(Records from a collection)
▬▬▬▬▬▬

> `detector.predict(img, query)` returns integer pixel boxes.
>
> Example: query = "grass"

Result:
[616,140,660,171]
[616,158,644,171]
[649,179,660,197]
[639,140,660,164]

▬▬▬▬▬▬

Exercise description → Rewrite all of the data above with "query" swapped for "prompt" each time it occurs, leaving everything else unchanged.

Exercise output →
> `detector.predict(img, prompt)` returns integer pixel boxes.
>
> Example: prompt = "grass"

Result:
[616,140,660,171]
[616,158,644,171]
[649,179,660,197]
[639,140,660,164]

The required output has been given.